Pull out every line in the items below that contains the word "queried", and copy each of those lines without changes.

______

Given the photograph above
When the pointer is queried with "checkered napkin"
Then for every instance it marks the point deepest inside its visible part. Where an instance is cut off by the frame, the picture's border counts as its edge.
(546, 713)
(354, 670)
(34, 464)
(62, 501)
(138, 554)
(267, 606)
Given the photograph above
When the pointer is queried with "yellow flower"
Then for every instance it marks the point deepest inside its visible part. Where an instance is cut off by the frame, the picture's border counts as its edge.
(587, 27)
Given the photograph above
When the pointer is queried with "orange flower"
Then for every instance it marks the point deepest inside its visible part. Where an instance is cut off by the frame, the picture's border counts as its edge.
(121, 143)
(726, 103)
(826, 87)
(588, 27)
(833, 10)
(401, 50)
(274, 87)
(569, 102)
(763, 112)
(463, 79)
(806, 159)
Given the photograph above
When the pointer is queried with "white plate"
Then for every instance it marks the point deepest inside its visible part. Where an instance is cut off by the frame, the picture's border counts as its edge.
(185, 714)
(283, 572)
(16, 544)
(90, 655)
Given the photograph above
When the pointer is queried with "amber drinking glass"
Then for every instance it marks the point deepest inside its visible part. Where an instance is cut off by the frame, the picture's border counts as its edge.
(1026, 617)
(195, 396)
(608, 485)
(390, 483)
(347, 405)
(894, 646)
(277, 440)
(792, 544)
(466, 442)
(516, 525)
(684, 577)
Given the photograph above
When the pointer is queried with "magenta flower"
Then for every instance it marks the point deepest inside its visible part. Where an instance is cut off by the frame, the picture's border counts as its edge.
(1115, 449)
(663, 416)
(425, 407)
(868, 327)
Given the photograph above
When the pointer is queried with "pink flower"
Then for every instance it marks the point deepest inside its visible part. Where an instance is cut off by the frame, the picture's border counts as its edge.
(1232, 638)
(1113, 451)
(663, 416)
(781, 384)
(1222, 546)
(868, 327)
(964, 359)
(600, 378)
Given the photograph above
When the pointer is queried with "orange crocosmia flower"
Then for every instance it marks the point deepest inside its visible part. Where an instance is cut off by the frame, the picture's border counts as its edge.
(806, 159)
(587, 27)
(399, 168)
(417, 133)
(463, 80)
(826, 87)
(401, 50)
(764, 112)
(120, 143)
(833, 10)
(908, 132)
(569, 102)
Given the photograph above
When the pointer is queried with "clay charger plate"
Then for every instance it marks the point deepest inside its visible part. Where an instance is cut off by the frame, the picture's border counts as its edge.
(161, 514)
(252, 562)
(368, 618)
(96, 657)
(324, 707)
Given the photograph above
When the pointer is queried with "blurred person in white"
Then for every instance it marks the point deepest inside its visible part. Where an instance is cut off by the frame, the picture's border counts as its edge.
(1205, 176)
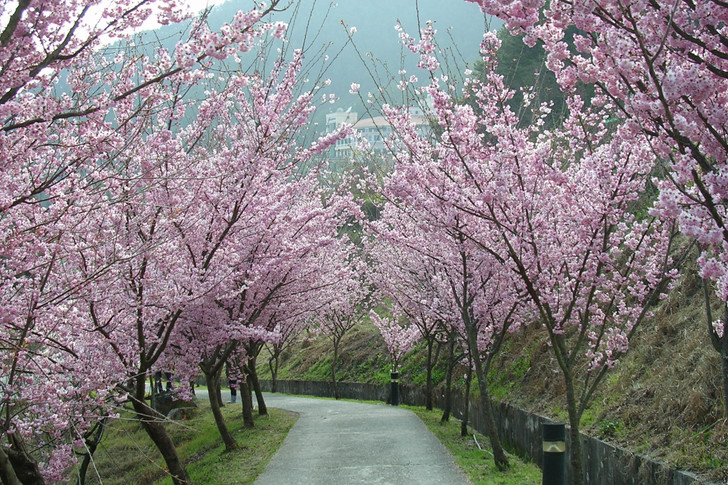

______

Written answer:
When the pointer is queried with "checkered napkin"
When the pointer is queried with "yellow flower"
When the pointer is queried with "orange flower"
When the pointer is queried with "white plate"
When the pointer is queried with "amber drinking glass"
When the pointer is queried with "magenta flower"
When the pointer is queried with "pink flower"
When the pointer is queried with "orange crocosmia flower"
When the pointer is queried with "clay charger plate"
When the pointer is queried with "blurred person in white"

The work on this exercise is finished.